Conselho Nacional de Justiça – controle externo do Judiciário

            Apesar da sua má significação, porque não é um Poder (CF, art. 2º), o Conselho Nacional de Justiça existe em razão da necessidade de um órgão não judiciário para o exercício de certas funções de controle administrativo, disciplinar e de desvios de conduta da magistratura. É previsto constitucionalmente também em outros países, como Itália, França, Portugal, Espanha, Turquia, Colômbia e Venezuela.

            Esse controle externo, que é uma verdadeira política judicial, impede que os integrantes do Poder Judiciário se convertam num corpo fechado. Como este não nasce da fonte primária da democracia, que é o povo (art. 1º, parágrafo único), esse tipo de controle contribui para dar-lhe legitimidade democrática.

            O Conselho Nacional de Justiça (art. 103-B) assume algumas dessas funções, para prestar bons serviços ao sistema nacional de administração da justiça, embora em sua composição haja predomínio de magistrados (incisos I-XIII).

            Ele funciona sob a presidência do ministro do Supremo Tribunal Federal, que votará em caso de empate, ficando assim excluído da distribuição de processos naquele tribunal (§ 1º). Efeito danoso, porque um tribunal, sobrecarregado de processos, vai privar-se da contribuição de um de seus membros pelo espaço de dois anos.

            Junto ao Conselho oficiarão o procurador-geral da República e o presidente do Conselho Federal da Ordem dos Advogados do Brasil (§ 6º).

◆ **Instruções**:
• 1. Segundo o texto sobre o Conselho Nacional de Justiça, quem preside o Conselho?
• 2. Escreva a continuação do texto sobre o Conselho Nacional de Justiça a partir da última frase.

◆ **Conjunto de dados**:
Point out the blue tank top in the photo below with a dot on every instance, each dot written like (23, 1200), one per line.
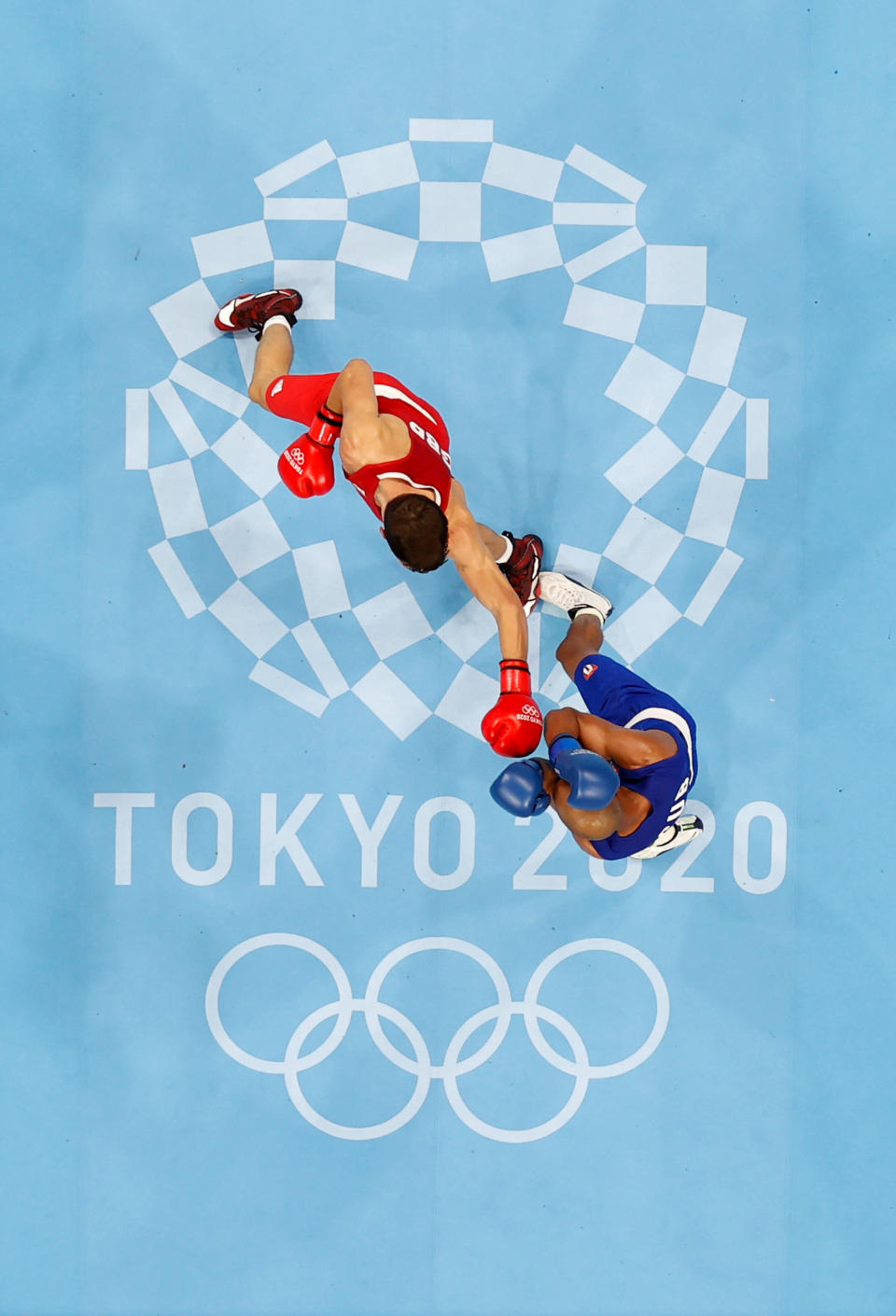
(612, 691)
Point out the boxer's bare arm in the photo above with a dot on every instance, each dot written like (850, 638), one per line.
(479, 573)
(625, 748)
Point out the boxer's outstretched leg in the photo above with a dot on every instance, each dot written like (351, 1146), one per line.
(270, 316)
(583, 638)
(519, 559)
(588, 612)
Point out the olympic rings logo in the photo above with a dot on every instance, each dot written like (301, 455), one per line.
(421, 1068)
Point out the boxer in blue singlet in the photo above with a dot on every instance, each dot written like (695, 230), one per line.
(620, 774)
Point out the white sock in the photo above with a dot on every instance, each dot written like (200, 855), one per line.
(508, 552)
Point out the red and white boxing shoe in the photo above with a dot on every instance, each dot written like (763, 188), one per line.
(253, 310)
(521, 568)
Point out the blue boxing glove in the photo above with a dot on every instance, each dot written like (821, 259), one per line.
(520, 789)
(593, 780)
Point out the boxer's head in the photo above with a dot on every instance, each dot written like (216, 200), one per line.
(416, 530)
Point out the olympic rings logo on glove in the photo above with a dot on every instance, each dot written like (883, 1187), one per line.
(453, 1068)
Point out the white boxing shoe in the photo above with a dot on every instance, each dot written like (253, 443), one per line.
(673, 837)
(571, 595)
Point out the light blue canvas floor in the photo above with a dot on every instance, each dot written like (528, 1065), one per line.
(295, 1020)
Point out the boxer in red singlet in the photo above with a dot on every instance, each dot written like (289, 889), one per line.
(395, 449)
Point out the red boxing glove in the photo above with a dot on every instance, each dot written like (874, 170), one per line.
(514, 724)
(307, 466)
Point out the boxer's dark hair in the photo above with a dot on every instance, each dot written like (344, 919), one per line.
(416, 530)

◆ **Respostas**:
• 1. O ministro do Supremo Tribunal Federal.

• 2.
            Ao Conselho compete o controle da atuação administrativa e financeira do Poder Judiciário e do cumprimento dos deveres funcionais dos juízes. Suas atribuições são as mais diversas, conferidas pelo Estatuto da Magistratura (§ 4º):

            I – zelar pela autonomia do Poder Judiciário e pelo cumprimento do Estatuto da Magistratura, podendo expedir atos regulamentares, no âmbito de sua competência, ou recomendar providências;

            II – zelar pela observância do art. 37 e apreciar, de ofício ou mediante provocação, a legalidade dos atos administrativos praticados por membros ou órgãos do Poder Judiciário, podendo desconstituí-los, revê-los ou fixar prazo para que se adotem as providências necessárias ao exato cumprimento da lei, sem prejuízo da competência do Tribunal de Contas da União;

            III – receber e conhecer das reclamações contra membros ou órgãos do Poder Judiciário, inclusive contra seus serviços auxiliares, serventias e órgãos prestadores de serviços notariais e de registro que atuem por delegação do poder público ou oficializados, sem prejuízo da competência disciplinar e correicional dos tribunais, podendo avocar processos disciplinares em curso e determinar a remoção, a disponibilidade ou a aposentadoria com subsídios ou proventos proporcionais ao tempo de serviço e aplicar outras sanções administrativas, assegurada ampla defesa;

            IV – representar ao Ministério Público, no caso de crime contra a administração pública ou de abuso de autoridade;

            V – rever, de ofício ou mediante provocação, os processos disciplinares de juízes e membros de tribunais julgados há menos de um ano;

            VI – elaborar semestralmente relatório estatístico sobre processos e sentenças prolatadas, por unidade da Federação, nos diferentes órgãos do Poder Judiciário;

            VII – elaborar relatório anual, propondo as providências que julgar necessárias, sobre a situação do Poder Judiciário no País e as atividades do Conselho, o qual deve integrar mensagem do Presidente do Supremo Tribunal Federal a ser remetida ao Congresso Nacional, por ocasião da abertura da sessão legislativa.

            É bom fixar que não faz sentido criar ouvidorias sem conferir-lhes poderes de apuração das reclamações e denúncias.


Superior Tribunal de Justiça – a supremacia da legislação federal

            O Superior Tribunal de Justiça é órgão do Poder Judiciário criado pela Constituição de 1988. Sua finalidade é julgar questões federais da justiça comum no Brasil, assegurando a primazia da legislação federal em todo o país, bem como a uniformidade de interpretação, entre os tribunais, das normas emanadas da União.

            Compõe-se de, no mínimo, 33 ministros, nomeados pelo presidente da República, dentre brasileiros com mais de 35 anos e menos de 65 anos, de notável saber jurídico e reputação ilibada, depois de aprovada a escolha pela maioria absoluta do Senado Federal (CF, art. 104, parágrafo único).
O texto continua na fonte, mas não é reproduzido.